══ RECORDS SUPPLIED ══

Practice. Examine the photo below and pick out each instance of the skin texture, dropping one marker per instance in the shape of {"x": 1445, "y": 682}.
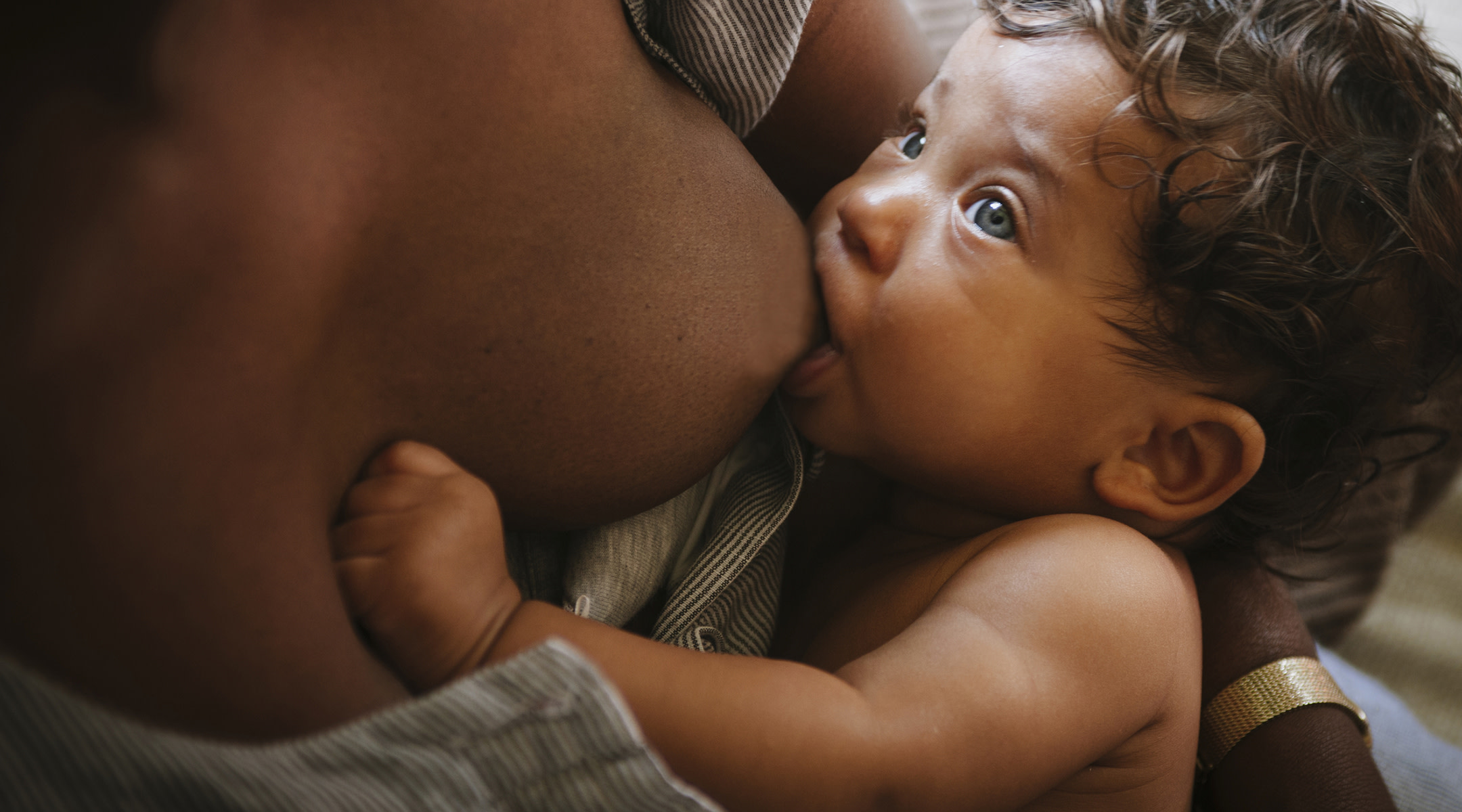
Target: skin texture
{"x": 342, "y": 227}
{"x": 981, "y": 367}
{"x": 1059, "y": 656}
{"x": 218, "y": 310}
{"x": 1061, "y": 653}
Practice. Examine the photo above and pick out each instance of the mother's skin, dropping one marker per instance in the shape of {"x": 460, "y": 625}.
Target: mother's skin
{"x": 493, "y": 227}
{"x": 487, "y": 225}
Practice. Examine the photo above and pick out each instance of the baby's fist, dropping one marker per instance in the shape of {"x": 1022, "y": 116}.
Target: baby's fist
{"x": 420, "y": 561}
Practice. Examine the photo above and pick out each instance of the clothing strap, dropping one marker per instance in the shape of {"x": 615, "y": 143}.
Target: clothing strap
{"x": 1264, "y": 694}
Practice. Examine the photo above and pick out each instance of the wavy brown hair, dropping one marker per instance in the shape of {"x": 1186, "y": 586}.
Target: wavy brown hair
{"x": 1323, "y": 256}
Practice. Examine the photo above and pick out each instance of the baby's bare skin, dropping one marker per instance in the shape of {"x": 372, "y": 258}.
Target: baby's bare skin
{"x": 496, "y": 227}
{"x": 998, "y": 644}
{"x": 1050, "y": 663}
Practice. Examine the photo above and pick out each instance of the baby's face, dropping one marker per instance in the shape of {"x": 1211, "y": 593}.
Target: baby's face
{"x": 965, "y": 268}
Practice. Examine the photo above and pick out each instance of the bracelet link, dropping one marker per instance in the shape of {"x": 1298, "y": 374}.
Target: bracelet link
{"x": 1264, "y": 694}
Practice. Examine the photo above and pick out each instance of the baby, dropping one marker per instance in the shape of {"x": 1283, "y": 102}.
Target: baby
{"x": 1117, "y": 247}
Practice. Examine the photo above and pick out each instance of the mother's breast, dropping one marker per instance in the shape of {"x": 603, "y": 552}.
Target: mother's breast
{"x": 585, "y": 252}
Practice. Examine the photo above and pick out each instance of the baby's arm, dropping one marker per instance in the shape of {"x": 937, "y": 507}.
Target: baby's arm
{"x": 1043, "y": 653}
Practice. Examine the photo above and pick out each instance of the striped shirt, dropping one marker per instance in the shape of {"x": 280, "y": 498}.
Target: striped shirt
{"x": 543, "y": 732}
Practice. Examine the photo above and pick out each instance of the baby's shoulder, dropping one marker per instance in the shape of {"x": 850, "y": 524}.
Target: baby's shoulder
{"x": 1057, "y": 570}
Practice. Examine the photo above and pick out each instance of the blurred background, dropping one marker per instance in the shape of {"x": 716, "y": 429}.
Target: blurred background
{"x": 1407, "y": 631}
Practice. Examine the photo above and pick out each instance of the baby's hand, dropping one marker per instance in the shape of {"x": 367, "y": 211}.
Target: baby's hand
{"x": 422, "y": 566}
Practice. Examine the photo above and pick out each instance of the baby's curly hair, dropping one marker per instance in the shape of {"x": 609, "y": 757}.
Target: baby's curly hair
{"x": 1325, "y": 257}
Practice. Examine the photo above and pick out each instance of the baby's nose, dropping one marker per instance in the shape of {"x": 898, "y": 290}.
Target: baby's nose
{"x": 876, "y": 219}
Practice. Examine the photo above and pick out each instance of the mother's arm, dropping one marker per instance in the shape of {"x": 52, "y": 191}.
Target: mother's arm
{"x": 1312, "y": 759}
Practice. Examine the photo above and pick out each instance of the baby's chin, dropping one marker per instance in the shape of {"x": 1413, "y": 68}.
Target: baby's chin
{"x": 820, "y": 422}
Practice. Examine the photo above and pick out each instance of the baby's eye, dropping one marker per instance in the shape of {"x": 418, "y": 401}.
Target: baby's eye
{"x": 992, "y": 217}
{"x": 912, "y": 143}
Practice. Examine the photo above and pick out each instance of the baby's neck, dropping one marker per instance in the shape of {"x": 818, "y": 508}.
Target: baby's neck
{"x": 916, "y": 512}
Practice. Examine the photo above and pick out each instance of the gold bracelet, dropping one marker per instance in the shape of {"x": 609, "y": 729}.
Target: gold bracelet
{"x": 1264, "y": 694}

═══

== TASK BRIEF ==
Pictures are excluded; output everything else in the data verbatim.

== EXERCISE RESPONSE ==
Practice. Examine the photo below and pick out each instance of the skin texture, dropping one marker per instance in the shape of {"x": 1445, "y": 682}.
Target: skin texture
{"x": 342, "y": 227}
{"x": 981, "y": 367}
{"x": 1059, "y": 656}
{"x": 218, "y": 310}
{"x": 1061, "y": 653}
Practice. Examine the photo above and pick out each instance of the mother's skin, dropping one marker per instance in the shape of {"x": 460, "y": 625}.
Target: mother's skin
{"x": 493, "y": 227}
{"x": 487, "y": 225}
Practice. Examine the photo above and pick out each instance of the baby's fist, dropping one marker per instance in the shape of {"x": 1022, "y": 116}.
Target: baby's fist
{"x": 420, "y": 561}
Practice. Examine the photo above and pick out each instance of the clothing strap, dropping one marker per instance in the shape of {"x": 615, "y": 143}.
Target: clothing strap
{"x": 1264, "y": 694}
Practice. Examine the photo above and pick out each instance of the wavy brown hair, dropping one marker per instance in the shape of {"x": 1186, "y": 586}.
Target: wavy brown hair
{"x": 1323, "y": 256}
Practice. Examine the photo above and pick out each instance of the baby's bare skin, dropping one marker per instance in the shape of {"x": 372, "y": 258}.
Target: baby's bare skin
{"x": 496, "y": 227}
{"x": 998, "y": 644}
{"x": 1050, "y": 663}
Practice. Examine the photo above and pick out each instance of the baby's face, dropping one marker per instance in the shape of {"x": 1211, "y": 593}.
Target: baby's face
{"x": 965, "y": 268}
Practice. Examine the photo above and pick out each instance of the bracelet link, dropping one marker per instance in the shape of {"x": 1298, "y": 374}.
Target: bracelet link
{"x": 1264, "y": 694}
Practice. Examine the photo above and pick out each instance of the baby, dropping one marker per instance in the shape of {"x": 1283, "y": 102}.
Target: baby
{"x": 1117, "y": 247}
Practice. Examine the photo above and pick out each instance of the mother's breast, dropping one marker per instance in the shape of {"x": 603, "y": 552}.
Target: mother's breast
{"x": 585, "y": 252}
Practice. Examine the photo above and pick out each instance of the baby's arm, dropping one marker per instance in the shape of {"x": 937, "y": 507}.
Target: baby's arm
{"x": 1043, "y": 653}
Practice. Examine the photo above and pick out each instance of the striped shirt, dropping one marker per instance in the shape of {"x": 280, "y": 498}.
Target: striped shirt
{"x": 543, "y": 732}
Practice. Examine the photo above and pick out each instance of the baby's shoulder, dropping one marker per instance in the shape of {"x": 850, "y": 524}.
Target: baby's shoulder
{"x": 1057, "y": 570}
Practice. Examine the photo above and pick out each instance of the blurred background, dropping one marker per instance in the shape of {"x": 716, "y": 429}.
Target: blurred background
{"x": 1407, "y": 631}
Practice. Examine the photo above and pick out each instance of the baby's hand, dropping one marker per instance in the shape of {"x": 367, "y": 211}.
Target: baby's hand
{"x": 422, "y": 566}
Practice. Examine the photo above and pick out each instance of the baby's curly hair, dropping one marker per instance in the shape of {"x": 609, "y": 757}.
Target: baby's curly hair
{"x": 1325, "y": 257}
Practice. Examine the photo above and pick out each instance of the baby's nose, dropping one marker per instance in the shape of {"x": 898, "y": 290}.
Target: baby's nose
{"x": 876, "y": 219}
Practice. Examine the photo above and pick out each instance of the mother's arm, dropping one marker per instance in the shape of {"x": 52, "y": 191}.
Target: mother's arm
{"x": 1312, "y": 759}
Practice. Examine the photo above and pick out each instance of the baby's chin, dropping one marker per instance in the shape of {"x": 1413, "y": 68}.
Target: baby's chin
{"x": 820, "y": 422}
Practice. Examine the photo above and pick out each instance of the baby's eye, dropping one marker per instance in the shape of {"x": 418, "y": 401}.
Target: baby's eye
{"x": 992, "y": 217}
{"x": 912, "y": 143}
Practice. Examine the photo above and pick out each instance of the baby's neck, dropping one marker per instance in the shape of {"x": 818, "y": 508}.
Target: baby's neck
{"x": 916, "y": 512}
Practice. Examine the photo above and pick out each instance of the gold bracelet, dropping one marker per instance in the shape of {"x": 609, "y": 729}.
Target: gold bracelet
{"x": 1264, "y": 694}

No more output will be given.